───── EXTRACT TO READ

I need to be out there. Enticing it may not be, but nonetheless I find myself drawn into the garden to stand and look - just to be there for heaven's sake. I scuff my feet amongst the leaf mould, kick the boards of the raised beds, make plans, haul out a weed or two and blow on my freezing fingers. It is still bitterly cold up here on the mountain but something is stirring in me and, although not very obviously, in the land too. There are bulbs forcing their way up towards light, and catkins, still tight, are on the hazel boughs. They are not like lamb's tails yet - another month before I see them dance in the breeze and shake their golden pollen to the wind.  The evenings are lighter - and I am willing them to be lighter still, sooner and sooner - but know that this will take its predetermined time.  We have a way to go yet.

I've ordered seeds, they will arrive and some I will plant very soon. I will, I will.

In the meantime my gardening is on paper. I plan my crop rotations, promise to try harder, buy fewer plants, make more from less. The year ahead is filled with so much promise and I can hardly contain my excitement. It is only January for heaven's sake. What will I be like in April?

I see sleet is forecast for Friday. Sigh.

Tuesday, January 26, 2010

Eggs


Either we've got a tray of extremely large eggs here - laid by some monstrous birds and which dwarf  the smaller, 'normal' one,  or the bantams have started laying. I'll go for the latter option. We have one titchy egg - so one of the little Rhode Island Red bantams is laying. Well done that bird. Hurrah! How long before the other 4 decide to follow suite?

I'm not going to make my fortune selling these little eggs am I? What I will do is make dainty, stylish and bijoux Scotch eggs. They will feed fairies and not farmers and be the envy of the nibbling classes.

Psst! I have a trio (2 pullets and a cockerel) of these handsome bantams looking for a new home. Could deliver...but within reason folks.

Wednesday, January 20, 2010

Spanish sunshine?

──────────

* ACTIONS TO TAKE
a – State how many lines of the records contain the word "wooden", treating uppercase and lowercase as different, and give only the number.
b – Proceed with the garden blog, picking up right after its final line.
The garden blog and the records have no connection to each other.

───── RECORDS SHOWN

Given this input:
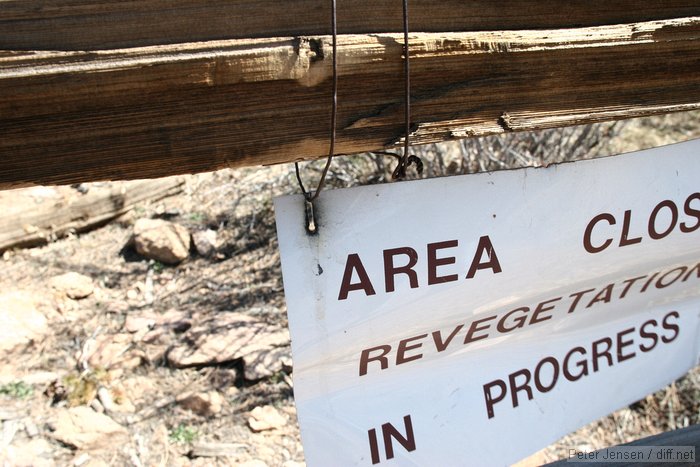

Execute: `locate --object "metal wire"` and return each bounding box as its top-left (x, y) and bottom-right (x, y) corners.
top-left (294, 0), bottom-right (338, 202)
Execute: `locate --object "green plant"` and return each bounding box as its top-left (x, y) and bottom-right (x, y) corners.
top-left (151, 260), bottom-right (165, 274)
top-left (63, 368), bottom-right (109, 407)
top-left (0, 381), bottom-right (34, 399)
top-left (170, 423), bottom-right (199, 444)
top-left (188, 212), bottom-right (206, 223)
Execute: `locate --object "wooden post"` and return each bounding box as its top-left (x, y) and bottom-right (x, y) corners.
top-left (0, 0), bottom-right (700, 189)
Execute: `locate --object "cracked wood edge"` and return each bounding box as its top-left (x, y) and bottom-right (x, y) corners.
top-left (0, 0), bottom-right (700, 51)
top-left (0, 17), bottom-right (700, 188)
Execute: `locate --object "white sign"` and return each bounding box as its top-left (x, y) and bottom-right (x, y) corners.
top-left (275, 140), bottom-right (700, 466)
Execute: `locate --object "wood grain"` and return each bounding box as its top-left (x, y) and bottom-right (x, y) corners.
top-left (0, 0), bottom-right (700, 50)
top-left (0, 15), bottom-right (700, 188)
top-left (0, 178), bottom-right (184, 251)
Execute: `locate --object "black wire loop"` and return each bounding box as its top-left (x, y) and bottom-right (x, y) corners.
top-left (294, 0), bottom-right (423, 233)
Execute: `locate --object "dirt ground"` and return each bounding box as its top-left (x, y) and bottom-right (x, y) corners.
top-left (0, 112), bottom-right (700, 467)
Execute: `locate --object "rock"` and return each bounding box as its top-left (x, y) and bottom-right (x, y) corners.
top-left (248, 405), bottom-right (287, 432)
top-left (49, 272), bottom-right (95, 300)
top-left (282, 460), bottom-right (306, 467)
top-left (0, 438), bottom-right (56, 467)
top-left (0, 292), bottom-right (48, 351)
top-left (177, 391), bottom-right (224, 417)
top-left (124, 315), bottom-right (156, 334)
top-left (97, 386), bottom-right (136, 413)
top-left (134, 219), bottom-right (190, 264)
top-left (192, 229), bottom-right (218, 257)
top-left (168, 313), bottom-right (291, 379)
top-left (88, 334), bottom-right (143, 368)
top-left (53, 406), bottom-right (129, 451)
top-left (238, 459), bottom-right (268, 467)
top-left (156, 308), bottom-right (192, 332)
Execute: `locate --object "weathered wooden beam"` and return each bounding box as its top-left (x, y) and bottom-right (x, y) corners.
top-left (0, 0), bottom-right (700, 50)
top-left (0, 16), bottom-right (700, 188)
top-left (0, 177), bottom-right (184, 252)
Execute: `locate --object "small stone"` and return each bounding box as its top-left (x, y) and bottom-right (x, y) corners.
top-left (0, 438), bottom-right (56, 467)
top-left (49, 272), bottom-right (95, 300)
top-left (238, 459), bottom-right (268, 467)
top-left (0, 292), bottom-right (48, 351)
top-left (192, 229), bottom-right (217, 257)
top-left (178, 391), bottom-right (224, 417)
top-left (133, 219), bottom-right (190, 264)
top-left (88, 334), bottom-right (143, 368)
top-left (53, 406), bottom-right (129, 451)
top-left (248, 405), bottom-right (287, 432)
top-left (282, 460), bottom-right (306, 467)
top-left (168, 313), bottom-right (291, 380)
top-left (124, 315), bottom-right (156, 334)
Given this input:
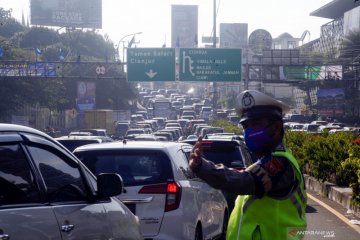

──────────

* WRITTEN RESPONSES
a – 2

b –
What better way to shake off January's gloom than to make marmalade? Seville oranges, unbelievably bitter and fit for little else but cooking up with sugar, are in the shops now. No apologies for lots of orange pictures - I'm thinking sunshine and soaring spirits.I have great fun juicing, paring and slicing. I add lemons and water and put the pan over a low light. As it warms the house becomes imbued with the tang of Sevilles. Christmas may have its own scents and flavours; a jam pan of marmalade oranges is January for me.Simmer for a long time - slowly to release pectin and soften the bitter peels. (Make a face like a cat's arse when you have a bite to see if they are tender enough) Eeeurgh! Add sugar ('Silver Spoon') and feel particularly proud that it is sugar produced by British Farmers in East Anglia. Toss in a small knob of butter, turn up the light and we're off.....Have more great fun dissolving and stirring, making whirls and vortexes. Enjoy the dancing light through fragrant steam. Great stuff. Remember I am making marmalade so put a stop to all that arty stuff and get the pan-ful boiling ferociously.

The next 20 minutes or so are always pretty stressful. Will it? Won't it? Set that is - will I end up with syrup or toffee? These days it's generally OK but there are always those moments of doubt. This season my 5.5lbs of oranges have yielded nearly 18lbs of marmalade. I'm quite satisfied with the way it has set but if somebody can tell me how to get the peel to distribute itself evenly throughout the jar without a long session poking with a chopstick I would be happier still.

Any suggestions? A reward of toast and marmalade for the best suggestion.

Saturday, January 16, 2010

Secrets of the ice-age revealed...

Children today, they don't know they're born - take birthday parties for example. Parties now take the form of visits and entertainment - indulgence, extravagance and expense. When I was a child (which now seems a horribly long time ago) a party wasn't a party without regimented games and a sit-down tea, the high spot of which was probably jelly and ice cream. Fun? What had fun got to do with it? Over-excitement, being sick and disappointment, yes. But fun. Unlikely.

Those games; I remember Musical Chairs, Pin the Tail on the Donkey, Simon Says, Blind Man's Bluff and a curious affair in which each child would follow a trail of wool wound all around the house; around chair legs, between banisters, under tables and through doors until at the end of its length a tiny gift would be found. Imagine 20 small children each with a piece of tangled wool to unravel and only a boiled sweet to look forward to at the end...and that was a bonus. These were the days before Pass the Parcel contained a present in every layer and the game is carefully manipulated so each child gets a prize. Back then there was just the one prize at the end, usually won by the biggest, boldest and pushiest child. Like it or lump it. And lump it we probably did.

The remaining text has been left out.